+++ INFORMATION +++

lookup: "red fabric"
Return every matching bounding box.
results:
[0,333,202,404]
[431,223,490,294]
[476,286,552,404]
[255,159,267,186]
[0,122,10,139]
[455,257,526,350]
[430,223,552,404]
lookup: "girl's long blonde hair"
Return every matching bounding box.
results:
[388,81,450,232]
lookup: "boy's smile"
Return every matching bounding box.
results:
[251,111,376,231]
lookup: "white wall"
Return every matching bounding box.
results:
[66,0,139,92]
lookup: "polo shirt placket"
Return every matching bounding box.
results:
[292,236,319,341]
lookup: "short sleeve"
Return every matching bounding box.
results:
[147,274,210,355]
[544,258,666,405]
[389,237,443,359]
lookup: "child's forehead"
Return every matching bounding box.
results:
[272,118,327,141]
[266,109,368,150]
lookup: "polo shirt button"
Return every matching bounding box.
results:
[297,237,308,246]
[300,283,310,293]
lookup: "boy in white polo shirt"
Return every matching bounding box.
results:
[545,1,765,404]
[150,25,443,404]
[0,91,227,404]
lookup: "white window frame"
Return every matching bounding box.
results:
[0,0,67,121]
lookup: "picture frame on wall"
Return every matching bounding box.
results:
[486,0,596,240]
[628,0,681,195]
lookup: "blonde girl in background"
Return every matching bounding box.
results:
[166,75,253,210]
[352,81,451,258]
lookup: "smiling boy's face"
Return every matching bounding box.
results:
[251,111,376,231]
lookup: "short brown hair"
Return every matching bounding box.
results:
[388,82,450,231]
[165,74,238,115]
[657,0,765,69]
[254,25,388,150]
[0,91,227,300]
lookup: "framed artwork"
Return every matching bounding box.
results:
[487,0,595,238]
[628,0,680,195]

+++

**BRIEF**
Copy the full listing exactly.

**EXERCISE SOLUTION**
lookup: "red fabric"
Return every matching bounding box.
results:
[0,333,202,404]
[431,223,490,294]
[476,286,552,404]
[255,159,267,186]
[0,122,10,139]
[455,257,526,350]
[430,223,552,404]
lookup: "girl's long blonde hair"
Return every matching bounding box.
results:
[388,81,450,232]
lookup: "boy's smile"
Return every matching bounding box.
results:
[251,111,376,231]
lookup: "white wall"
Return every matching bounding box.
results:
[66,0,139,92]
lookup: "polo shirt placket"
Return every matching bounding box.
results:
[292,236,319,341]
lookup: "short sleeve"
Return every matching bounding box.
results:
[147,274,210,355]
[544,258,666,405]
[389,237,443,359]
lookup: "child's forehead"
Return every matching bounding box.
results:
[272,118,327,141]
[266,109,368,150]
lookup: "polo shirt button"
Return every matching bounding box.
results:
[297,237,308,246]
[300,283,310,293]
lookup: "boy in white polo shirt"
Return every matching bounding box.
results:
[545,1,765,404]
[150,25,443,404]
[0,91,227,404]
lookup: "white window frame"
Return every matching bounding box.
results:
[0,0,67,121]
lookup: "picture frame on wall"
Return every matching bounding box.
results:
[486,0,596,240]
[628,0,681,195]
lookup: "blonde girl in background"
Return every matching bounding box.
results:
[166,75,253,210]
[352,81,451,258]
lookup: "smiling boy's face"
Return every matching bounding box.
results:
[251,111,376,231]
lookup: "short brown hair"
Return every matching bounding box.
results:
[388,82,450,231]
[165,74,238,115]
[657,0,765,69]
[254,25,388,150]
[0,91,227,300]
lookup: "framed artwork"
Return every matching bounding box.
results:
[487,0,595,238]
[628,0,680,195]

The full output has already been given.